• Exercise objective
Quote each line of the material verbatim, without the pictures.

• Provided information

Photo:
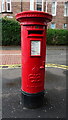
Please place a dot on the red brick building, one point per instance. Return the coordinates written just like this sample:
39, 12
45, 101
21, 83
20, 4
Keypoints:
59, 10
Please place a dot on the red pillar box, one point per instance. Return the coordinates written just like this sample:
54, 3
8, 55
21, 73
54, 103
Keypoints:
33, 47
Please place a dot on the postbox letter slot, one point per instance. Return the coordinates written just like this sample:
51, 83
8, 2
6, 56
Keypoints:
35, 48
35, 32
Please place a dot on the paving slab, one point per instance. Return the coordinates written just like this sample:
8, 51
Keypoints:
55, 95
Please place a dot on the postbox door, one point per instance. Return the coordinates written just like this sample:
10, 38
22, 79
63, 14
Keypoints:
34, 48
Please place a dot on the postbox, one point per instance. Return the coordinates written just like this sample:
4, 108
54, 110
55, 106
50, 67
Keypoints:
33, 47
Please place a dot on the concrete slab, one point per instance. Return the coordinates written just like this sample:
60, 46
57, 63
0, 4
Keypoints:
55, 95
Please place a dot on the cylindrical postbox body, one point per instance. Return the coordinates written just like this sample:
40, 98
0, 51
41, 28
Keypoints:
33, 47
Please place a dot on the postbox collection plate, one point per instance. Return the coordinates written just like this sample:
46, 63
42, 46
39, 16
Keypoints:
35, 48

• The output
Photo:
Please place a dot on the red brick building, one point per instance. Return the coordinates written just like this sample:
39, 12
45, 101
21, 83
20, 4
Keypoints:
59, 10
Please place a dot on the red pillar box, one point per instance. Return the coordinates written just like this sample:
54, 3
8, 55
21, 73
54, 103
Keypoints:
33, 47
Please place a dot on the postbox letter slot, one point per instance. Return the coordinates written just like this sample:
51, 83
8, 2
6, 56
Keypoints:
35, 48
35, 32
Please place a dot on the paving slab, one point per instance. Return the coordinates written just like this sample:
8, 51
Keypoints:
55, 95
Please place a dot on the postbox door, one point per instance. Return the coordinates written just like this sample:
10, 38
22, 79
63, 14
Keypoints:
34, 48
Please place a dot on the postbox, one point per instance. Return the coordinates written just like this sample:
4, 108
54, 110
55, 106
50, 67
Keypoints:
33, 47
Please place a dot on the concrete slab, one point per instance. Return the coordinates written just like this sample:
60, 46
57, 63
0, 4
Keypoints:
55, 95
Please place a dot on the cylindrical postbox body, one point per instance. Return the coordinates written just like this sample:
40, 98
0, 51
41, 28
Keypoints:
33, 47
Please place a dot on the postbox collection plate, one point per instance. Return the coordinates written just like this sample:
46, 63
42, 46
39, 16
Keypoints:
35, 48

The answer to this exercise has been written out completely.